◆ TEXT BLOCK ◆
Returns a Dataset object referencing either a new or existing dataset.

Important

Using overwrite will delete all of your data if it exists! Be very careful when setting this parameter.

Examples

ds = hub.dataset("hub://username/dataset")
ds = hub.dataset("s3://mybucket/my_dataset")
ds = hub.dataset("./datasets/my_dataset", overwrite=True)

Args

path : str

The full path to the dataset. Can be:

  • a Hub cloud path of the form hub://username/datasetname. To write to Hub cloud datasets, ensure that you are logged in to Hub (use 'activeloop login' from command line)
  • an s3 path of the form s3://bucketname/path/to/dataset. Credentials are required in either the environment or passed to the creds argument.
  • a local file system path of the form ./path/to/dataset or ~/path/to/dataset or path/to/dataset.
  • a memory path of the form mem://path/to/dataset which doesn't save the dataset but keeps it in memory instead. Should be used only for testing as it does not persist.
read_only : bool
Opens dataset in read only mode if this is passed as True. Defaults to False. Datasets stored on Hub cloud that your account does not have write access to will automatically open in read mode.
overwrite : bool
WARNING: If set to True this overwrites the dataset if it already exists. This can NOT be undone! Defaults to False.
public : bool
Defines if the dataset will have public access. Applicable only if Hub cloud storage is used and a new Dataset is being created. Defaults to True.
memory_cache_size : int
The size of the memory cache to be used in MB.
local_cache_size : int
The size of the local filesystem cache to be used in MB.
creds : dict, str, optional
A dictionary containing credentials or path to credentials file used to access the dataset at the path. If aws_access_key_id, aws_secret_access_key, aws_session_token are present, these take precedence over credentials present in the environment or in credentials file. Currently only works with s3 paths. It supports 'aws_access_key_id', 'aws_secret_access_key', 'aws_session_token', 'endpoint_url', 'region', 'profile_name' as keys.

◆ EXTRACTED INFORMATION ◆
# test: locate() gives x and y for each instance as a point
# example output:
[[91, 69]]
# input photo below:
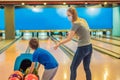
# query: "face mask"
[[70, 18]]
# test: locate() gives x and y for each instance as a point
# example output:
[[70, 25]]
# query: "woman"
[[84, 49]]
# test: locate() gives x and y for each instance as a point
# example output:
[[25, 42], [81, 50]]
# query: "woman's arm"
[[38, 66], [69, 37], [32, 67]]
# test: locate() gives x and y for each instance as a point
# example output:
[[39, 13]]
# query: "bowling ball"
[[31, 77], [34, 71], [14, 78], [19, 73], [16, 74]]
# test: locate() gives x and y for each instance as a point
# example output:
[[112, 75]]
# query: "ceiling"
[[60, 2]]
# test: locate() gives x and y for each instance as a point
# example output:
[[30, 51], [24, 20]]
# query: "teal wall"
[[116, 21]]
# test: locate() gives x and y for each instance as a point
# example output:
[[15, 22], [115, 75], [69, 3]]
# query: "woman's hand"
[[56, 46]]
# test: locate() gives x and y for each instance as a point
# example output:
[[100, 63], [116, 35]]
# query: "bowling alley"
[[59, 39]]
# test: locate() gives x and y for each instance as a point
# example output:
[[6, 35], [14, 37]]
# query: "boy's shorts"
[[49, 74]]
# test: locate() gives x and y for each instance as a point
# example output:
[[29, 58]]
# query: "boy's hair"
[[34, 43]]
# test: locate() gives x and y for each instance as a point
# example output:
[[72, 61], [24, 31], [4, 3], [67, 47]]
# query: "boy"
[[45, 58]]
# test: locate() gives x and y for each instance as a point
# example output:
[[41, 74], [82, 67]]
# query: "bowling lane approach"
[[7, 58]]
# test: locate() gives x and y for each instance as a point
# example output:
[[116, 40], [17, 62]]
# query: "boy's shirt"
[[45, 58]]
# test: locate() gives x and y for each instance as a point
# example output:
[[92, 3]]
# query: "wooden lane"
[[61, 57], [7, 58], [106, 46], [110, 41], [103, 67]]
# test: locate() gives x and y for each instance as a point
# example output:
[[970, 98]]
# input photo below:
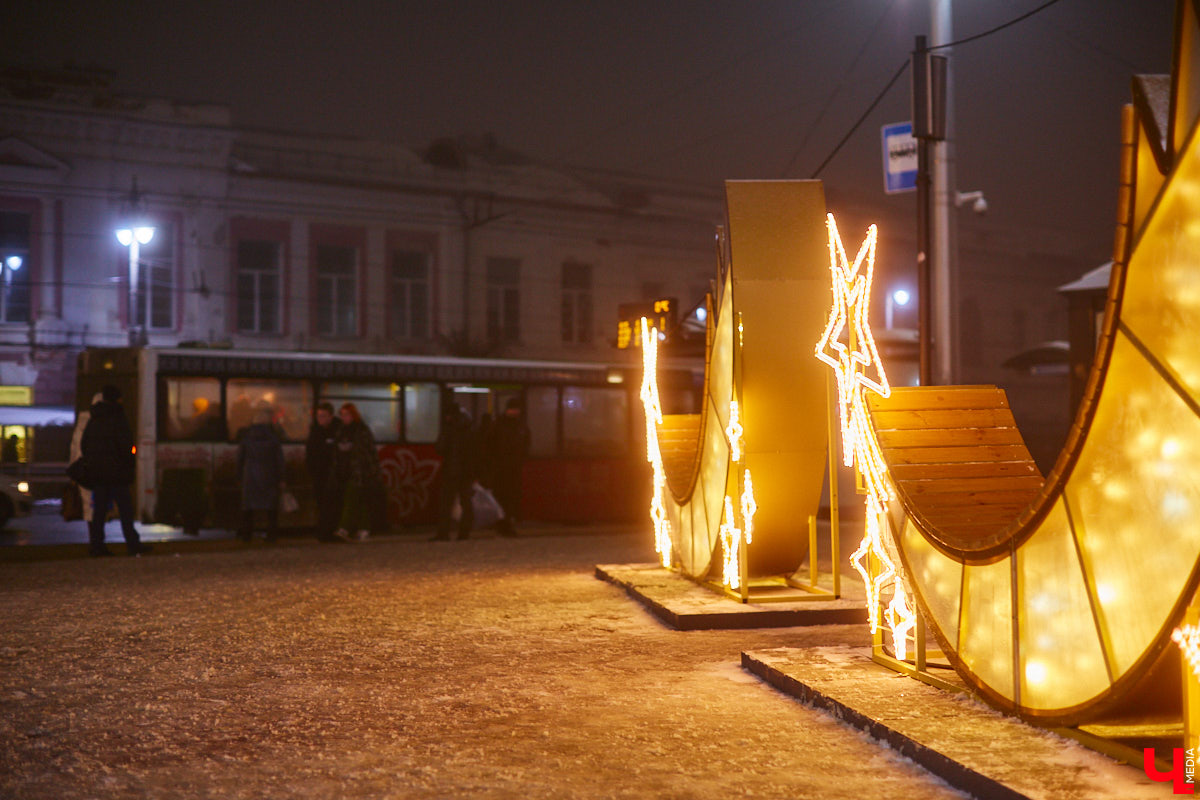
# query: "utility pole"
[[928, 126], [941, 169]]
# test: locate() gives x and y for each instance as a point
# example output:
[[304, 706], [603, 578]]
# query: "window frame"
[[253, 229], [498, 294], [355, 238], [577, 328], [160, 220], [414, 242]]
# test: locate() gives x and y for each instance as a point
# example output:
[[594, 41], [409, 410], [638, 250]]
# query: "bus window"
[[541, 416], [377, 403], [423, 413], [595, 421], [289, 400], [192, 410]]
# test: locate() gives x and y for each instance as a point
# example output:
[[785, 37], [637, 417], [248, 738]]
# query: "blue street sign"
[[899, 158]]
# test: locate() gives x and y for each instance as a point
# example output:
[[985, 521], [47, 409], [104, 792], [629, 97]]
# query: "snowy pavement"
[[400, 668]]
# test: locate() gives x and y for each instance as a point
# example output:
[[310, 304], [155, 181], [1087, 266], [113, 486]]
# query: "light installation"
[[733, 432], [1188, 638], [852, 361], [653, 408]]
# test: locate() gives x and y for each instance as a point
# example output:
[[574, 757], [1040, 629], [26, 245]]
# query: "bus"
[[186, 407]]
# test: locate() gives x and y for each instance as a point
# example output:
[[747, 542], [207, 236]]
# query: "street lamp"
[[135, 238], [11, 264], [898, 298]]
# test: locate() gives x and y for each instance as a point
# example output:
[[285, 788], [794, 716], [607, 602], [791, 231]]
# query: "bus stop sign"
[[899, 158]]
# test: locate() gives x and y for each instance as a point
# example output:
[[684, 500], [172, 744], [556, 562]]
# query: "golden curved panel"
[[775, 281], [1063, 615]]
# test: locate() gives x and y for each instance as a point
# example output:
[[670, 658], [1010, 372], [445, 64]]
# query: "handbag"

◆ INSTRUCTION 1 ◆
Reproduce the passage of the hub.dataset documentation above, starting with "The full path" and going on through "the creds argument.".
◆ INSTRUCTION 2 ◆
List every argument name given under "Args" in the hub.dataset documentation above.
◆ INSTRUCTION 3 ◆
Based on the hub.dataset documentation above, answer yes or no to each statement and quote the words that decide it: (a) The overwrite argument defaults to True. (b) The creds argument currently works only with s3 paths. (c) A memory path saves the dataset to disk.

◆ TASK ANSWER 1 ◆
The full path to the dataset. Can be:

  • a Hub cloud path of the form hub://username/datasetname. To write to Hub cloud datasets, ensure that you are logged in to Hub (use 'activeloop login' from command line)
  • an s3 path of the form s3://bucketname/path/to/dataset. Credentials are required in either the environment or passed to the creds argument.

◆ TASK ANSWER 2 ◆
path, read_only, overwrite, public, memory_cache_size, local_cache_size, creds

◆ TASK ANSWER 3 ◆
(a) No: "Defaults to False."
(b) Yes: "Currently only works with s3 paths."
(c) No: "which doesn't save the dataset but keeps it in memory instead"